[EXERCISE AIM] Reproduce the listing below without any change.

## Begin

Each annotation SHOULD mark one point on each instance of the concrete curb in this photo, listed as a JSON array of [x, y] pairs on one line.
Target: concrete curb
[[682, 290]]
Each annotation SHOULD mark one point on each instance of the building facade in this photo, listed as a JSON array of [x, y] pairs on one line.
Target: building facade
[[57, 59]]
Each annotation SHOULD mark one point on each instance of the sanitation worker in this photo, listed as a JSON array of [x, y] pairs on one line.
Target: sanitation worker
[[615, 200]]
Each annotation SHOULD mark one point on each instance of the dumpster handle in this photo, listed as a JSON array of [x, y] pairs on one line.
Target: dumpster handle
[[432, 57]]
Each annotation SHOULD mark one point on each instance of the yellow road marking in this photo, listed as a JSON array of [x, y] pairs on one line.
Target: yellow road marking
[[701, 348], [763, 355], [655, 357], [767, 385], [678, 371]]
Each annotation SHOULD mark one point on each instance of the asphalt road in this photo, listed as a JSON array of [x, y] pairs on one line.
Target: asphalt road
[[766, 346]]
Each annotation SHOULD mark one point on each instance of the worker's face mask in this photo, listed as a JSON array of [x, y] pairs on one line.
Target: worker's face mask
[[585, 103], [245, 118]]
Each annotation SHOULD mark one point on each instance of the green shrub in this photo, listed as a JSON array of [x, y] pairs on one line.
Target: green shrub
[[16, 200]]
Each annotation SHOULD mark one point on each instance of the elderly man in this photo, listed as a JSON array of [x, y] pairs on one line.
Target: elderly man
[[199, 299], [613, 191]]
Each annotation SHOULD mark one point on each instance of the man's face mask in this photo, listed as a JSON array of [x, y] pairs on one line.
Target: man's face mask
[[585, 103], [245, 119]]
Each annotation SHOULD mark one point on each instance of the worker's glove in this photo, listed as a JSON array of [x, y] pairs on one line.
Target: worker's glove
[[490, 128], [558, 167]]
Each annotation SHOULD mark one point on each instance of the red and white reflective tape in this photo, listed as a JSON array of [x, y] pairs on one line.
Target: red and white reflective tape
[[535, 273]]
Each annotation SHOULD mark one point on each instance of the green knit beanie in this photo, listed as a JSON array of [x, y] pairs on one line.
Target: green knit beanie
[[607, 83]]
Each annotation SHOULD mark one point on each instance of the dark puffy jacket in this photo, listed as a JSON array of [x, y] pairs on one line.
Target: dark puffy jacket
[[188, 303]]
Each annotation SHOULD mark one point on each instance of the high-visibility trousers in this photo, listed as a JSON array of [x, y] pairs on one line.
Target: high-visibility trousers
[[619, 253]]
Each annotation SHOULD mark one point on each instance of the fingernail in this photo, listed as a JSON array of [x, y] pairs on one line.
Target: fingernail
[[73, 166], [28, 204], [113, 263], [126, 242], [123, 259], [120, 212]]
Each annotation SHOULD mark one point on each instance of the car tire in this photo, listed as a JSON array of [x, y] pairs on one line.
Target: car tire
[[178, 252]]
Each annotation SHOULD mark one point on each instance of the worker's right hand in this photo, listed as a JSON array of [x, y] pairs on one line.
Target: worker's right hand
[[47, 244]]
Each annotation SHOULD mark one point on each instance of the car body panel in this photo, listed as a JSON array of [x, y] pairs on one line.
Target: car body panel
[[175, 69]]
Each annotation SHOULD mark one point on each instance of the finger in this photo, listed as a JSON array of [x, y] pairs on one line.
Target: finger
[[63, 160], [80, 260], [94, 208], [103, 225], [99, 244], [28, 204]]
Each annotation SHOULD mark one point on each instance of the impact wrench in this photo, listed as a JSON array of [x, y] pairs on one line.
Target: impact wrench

## End

[RESULT OF THE EXERCISE]
Each annotation SHOULD mark one point on each instance of the concrete curb in this photo, listed as a JSON array of [x, y] pairs on one line.
Target: concrete curb
[[682, 290]]
Each annotation SHOULD mark one point on each instance of the building facade in this photo, listed as a JSON array of [x, y] pairs on one line.
Target: building facade
[[57, 59]]
Each annotation SHOULD mark one point on each instance of the sanitation worker in this photo, listed as a JSON array of [x, y] pairs on one line.
Target: sanitation worker
[[615, 200]]
Each annotation SHOULD mark one point on each instance of the dumpster handle in this photo, listed as a JSON array of [x, y] pairs on one line.
Target: dumpster handle
[[432, 57]]
Each annotation SHOULD mark one point on each instance of the yellow road marking in this photo, listed as a JSON array of [x, y] pairs on one line.
Target: yellow road marking
[[701, 348], [763, 355], [655, 357], [767, 385], [678, 371]]
Each annotation SHOULD mark one point on each instance of the asphalt road in this photo, listed as a JSON array of [x, y] pairs on one line.
Target: asphalt road
[[766, 346]]
Each annotation SHOULD mark one point on each instance of the worker's face mask in this photo, listed as a JSON array of [x, y] pairs on one line.
Target: worker's face mask
[[585, 103], [245, 118]]
Each annotation SHOULD mark one point on each instance of the green shrub in this photo, listed as a JSON array of [x, y] pairs on one line.
Target: green shrub
[[16, 200]]
Each annotation SHOULD mark one point on each instance of the elderly man in this photo, listed as a JSON array of [x, y] pairs on one line.
Target: elderly man
[[199, 299], [613, 191]]
Each annotation SHOULD mark one point on each instance of the man's face mask in this photo, listed as a JSON array of [x, y] pairs on one line.
Target: man's face mask
[[585, 103], [245, 119]]
Each annotation SHOULD mark one point on each instance of the worker's glove in this photo, listed as a JSON array of [x, y] pairs on one line.
Target: worker's glove
[[490, 128], [558, 167]]
Each annotation SHOULD mark one point on each instance of the red and white reflective tape in this photo, listed as a JSON array of [x, y] pairs on one line.
Target: red and white reflective tape
[[535, 273]]
Each annotation SHOULD mark one point on each instance of the green knit beanie in this photo, listed as a JSON array of [x, y] pairs on one line.
Target: green knit beanie
[[607, 83]]
Each annotation SHOULD mark one point on each instance of the dark puffy jacket in this photo, listed as a JSON array of [x, y] pairs on one line.
Target: dark puffy jacket
[[188, 303]]
Each annotation SHOULD mark one point on each instance of the high-visibility trousers in this photo, listed as a JSON array of [x, y] pairs on one line.
Target: high-visibility trousers
[[619, 253]]
Each annotation SHOULD mark one point on each instance of the fingernail in this photo, listed as a JSON array of [x, y] pairs on one line.
Target: fingernail
[[73, 166], [28, 204], [113, 263], [126, 242], [123, 259], [120, 212]]
Each annotation SHOULD mark one point on each instance of the car tire in this photo, listed as a JSON array of [x, y] pairs on one line.
Target: car tire
[[178, 252]]
Each annotation SHOULD mark one point on each instance of the worker's right hand in this photo, listed as a JSON array of [x, y] pairs on one line.
Target: worker's right hand
[[47, 244]]
Each annotation SHOULD mark one point on each instance of the car body panel in this photo, listed as a JSON array of [x, y] pairs on one line.
Target: car body panel
[[175, 69]]
Each annotation SHOULD mark one point on each instance of the finger in this photo, listed as a JSON array of [x, y] pairs on one line.
Target: finger
[[63, 160], [80, 260], [94, 208], [103, 225], [99, 244], [28, 204]]
Each annotation SHOULD mark one point on each instance of the impact wrench in this photo, listed as a JSON array of [x, y] pairs on one line.
Target: impact wrench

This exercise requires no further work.